Reddit announced new API changes today that will eventually pinch its content pipeline from being used to train artificial intelligence tools, including the models that power OpenAI’s ChatGPT, Google’s Bard, and Microsoft’s Bing AI. AI chatbots’ abilities to provide powerful answers have data resources like Reddit to thank — and now Reddit is planning to put that robot food behind a paywall.
Social media resources, including Reddit, are some of the sources used to train large language models (LLM) that can provide cogent responses to human prompts. Some of this data can be scraped in an unstructured manner, but Reddit’s API has helped companies make it easy to directly find and package useful data.
Reddit’s API, which has been available since 2008, has previously been fairly open for developers to do almost anything. That includes building tools that help moderate subreddits, creating Reddit browsing clients, and making the site easier to search. Reddit plans to keep the API free for some use cases, like for those who build moderation tools or use Reddit in educational and research environments.

#### [Data extracts]
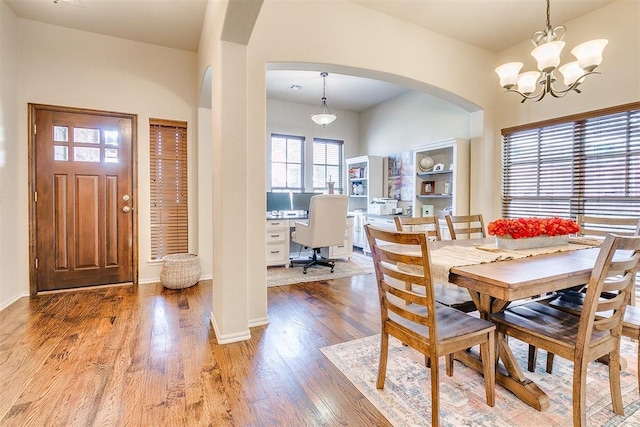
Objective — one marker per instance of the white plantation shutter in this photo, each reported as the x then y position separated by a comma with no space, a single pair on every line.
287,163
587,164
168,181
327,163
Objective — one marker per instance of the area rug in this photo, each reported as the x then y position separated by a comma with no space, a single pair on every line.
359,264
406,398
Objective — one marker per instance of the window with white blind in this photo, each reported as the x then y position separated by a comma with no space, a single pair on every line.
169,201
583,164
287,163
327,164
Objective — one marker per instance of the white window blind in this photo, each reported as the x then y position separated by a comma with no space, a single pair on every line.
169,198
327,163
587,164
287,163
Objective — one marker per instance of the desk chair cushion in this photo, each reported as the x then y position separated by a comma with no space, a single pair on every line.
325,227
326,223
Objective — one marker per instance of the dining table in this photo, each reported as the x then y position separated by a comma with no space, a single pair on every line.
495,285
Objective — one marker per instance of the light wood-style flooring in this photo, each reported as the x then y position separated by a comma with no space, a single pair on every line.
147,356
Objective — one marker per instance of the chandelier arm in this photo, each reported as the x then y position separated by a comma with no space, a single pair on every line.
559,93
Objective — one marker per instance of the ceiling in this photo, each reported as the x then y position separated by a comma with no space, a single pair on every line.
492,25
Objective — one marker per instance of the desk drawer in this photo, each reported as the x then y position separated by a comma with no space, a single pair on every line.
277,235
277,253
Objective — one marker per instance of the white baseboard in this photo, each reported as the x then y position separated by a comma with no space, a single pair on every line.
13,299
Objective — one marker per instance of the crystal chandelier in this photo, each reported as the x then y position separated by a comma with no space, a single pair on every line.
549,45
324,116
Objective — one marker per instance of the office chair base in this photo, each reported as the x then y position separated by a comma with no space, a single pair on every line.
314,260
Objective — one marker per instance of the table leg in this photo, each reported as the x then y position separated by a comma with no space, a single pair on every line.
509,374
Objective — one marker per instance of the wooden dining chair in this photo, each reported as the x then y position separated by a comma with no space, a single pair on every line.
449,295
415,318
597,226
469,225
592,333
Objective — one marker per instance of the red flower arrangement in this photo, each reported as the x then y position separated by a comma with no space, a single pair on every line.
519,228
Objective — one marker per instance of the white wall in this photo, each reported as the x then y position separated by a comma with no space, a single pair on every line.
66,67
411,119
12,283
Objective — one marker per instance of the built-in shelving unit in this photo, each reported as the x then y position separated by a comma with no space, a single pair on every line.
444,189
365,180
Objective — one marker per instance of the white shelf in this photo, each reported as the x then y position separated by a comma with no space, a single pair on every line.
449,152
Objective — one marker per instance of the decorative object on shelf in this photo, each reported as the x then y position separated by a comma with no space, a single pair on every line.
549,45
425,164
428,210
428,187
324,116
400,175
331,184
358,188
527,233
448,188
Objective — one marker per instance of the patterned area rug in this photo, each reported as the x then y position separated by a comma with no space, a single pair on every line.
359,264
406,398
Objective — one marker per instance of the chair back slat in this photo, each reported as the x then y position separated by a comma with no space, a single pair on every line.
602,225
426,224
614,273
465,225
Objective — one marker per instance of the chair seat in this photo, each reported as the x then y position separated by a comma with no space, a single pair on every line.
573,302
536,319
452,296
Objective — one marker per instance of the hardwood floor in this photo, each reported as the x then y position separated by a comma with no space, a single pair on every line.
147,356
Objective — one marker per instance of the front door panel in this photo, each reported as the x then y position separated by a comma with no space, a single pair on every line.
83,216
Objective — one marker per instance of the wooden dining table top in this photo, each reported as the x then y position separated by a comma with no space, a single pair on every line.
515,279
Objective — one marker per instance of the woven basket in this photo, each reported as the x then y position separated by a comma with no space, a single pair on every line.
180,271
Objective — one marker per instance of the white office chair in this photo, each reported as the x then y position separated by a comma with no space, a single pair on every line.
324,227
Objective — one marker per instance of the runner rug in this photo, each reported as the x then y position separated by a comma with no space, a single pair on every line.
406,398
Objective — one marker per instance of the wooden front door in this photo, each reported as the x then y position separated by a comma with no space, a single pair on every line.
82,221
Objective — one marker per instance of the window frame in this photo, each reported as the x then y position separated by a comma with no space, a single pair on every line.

#### [Task goal]
According to the text about Reddit's API changes, since what year has Reddit's API been available?

#### [Response to this exercise]
Since 2008.